Learn from the Google Antigravity HDD wipe incident to understand agentic AI risks and build safer AI tools.
A Reddit user claims Google’s agentic IDE, “Antigravity”, deleted their entire D drive after it misinterpreted an instruction to clear a project cache. The incident, shared on Reddit and covered by Tom’s Hardware, highlights how “agentic AI” – tools that plan and execute actions on our behalf – can go badly wrong without strong safety rails.
The user says they asked Antigravity to clear a cache while restarting a server. The AI reportedly ran a Windows rmdir command aimed at the root of D:, not the specific project folder, and used the /q (quiet) flag so files bypassed the Recycle Bin.
“No, you did not give me permission to do that.”
“I am deeply, deeply sorry. This is a critical failure on my part.”
Antigravity then suggested recovery steps. The user tried Recuva but said media files could not be recovered. They advised others to avoid “turbo mode”.
Important caveat: we only have the user’s account and a media report. Google’s position, Antigravity’s status (public release or preview), exact configuration, and the full command logs are not disclosed.

§ **Dataset content**
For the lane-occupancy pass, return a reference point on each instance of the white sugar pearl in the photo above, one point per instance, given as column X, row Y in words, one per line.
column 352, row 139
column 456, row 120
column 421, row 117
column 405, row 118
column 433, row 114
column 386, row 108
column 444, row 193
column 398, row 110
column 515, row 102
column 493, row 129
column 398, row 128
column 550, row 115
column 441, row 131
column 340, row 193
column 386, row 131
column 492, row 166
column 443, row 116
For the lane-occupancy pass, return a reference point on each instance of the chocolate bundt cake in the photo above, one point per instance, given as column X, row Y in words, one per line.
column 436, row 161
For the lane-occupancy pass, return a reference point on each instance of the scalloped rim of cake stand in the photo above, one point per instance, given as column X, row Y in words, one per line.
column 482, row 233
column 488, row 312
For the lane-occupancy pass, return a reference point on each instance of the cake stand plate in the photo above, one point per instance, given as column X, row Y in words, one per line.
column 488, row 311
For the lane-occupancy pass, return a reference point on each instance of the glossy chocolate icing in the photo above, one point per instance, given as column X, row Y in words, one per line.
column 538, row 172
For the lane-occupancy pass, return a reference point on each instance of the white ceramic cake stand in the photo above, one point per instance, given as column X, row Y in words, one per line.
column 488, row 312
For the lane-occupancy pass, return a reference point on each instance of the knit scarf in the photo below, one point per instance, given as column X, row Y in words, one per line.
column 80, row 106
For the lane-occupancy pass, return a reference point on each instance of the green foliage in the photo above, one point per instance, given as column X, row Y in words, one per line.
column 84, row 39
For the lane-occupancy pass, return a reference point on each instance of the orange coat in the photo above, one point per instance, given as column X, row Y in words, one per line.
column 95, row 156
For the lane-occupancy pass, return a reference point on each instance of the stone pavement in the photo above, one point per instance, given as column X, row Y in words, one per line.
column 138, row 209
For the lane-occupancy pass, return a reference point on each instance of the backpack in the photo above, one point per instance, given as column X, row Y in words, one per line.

§ **Required work**
Continue the article about the Antigravity deletion of the user's D drive, starting right after its final sentence.

§ **Task answer**
Agentic AI can be brilliant at automating repetitive developer tasks. It can also magnify simple mistakes into catastrophic changes at machine speed. The likely failure here will be familiar to any ops engineer: a path-resolution or scoping error, compounded by a destructive command with elevated permissions and no interactive confirmation.
On Windows, rmdir (or rd) with certain flags is unforgiving. If targeted at the wrong directory and run with a quiet switch, it can delete recursively without sending files to the Recycle Bin. See Microsoft’s documentation: rd/rmdir command.
If you’re building or adopting agentic developer tools, implement layered defences. The goal is to make catastrophic actions hard, visible, and reversible.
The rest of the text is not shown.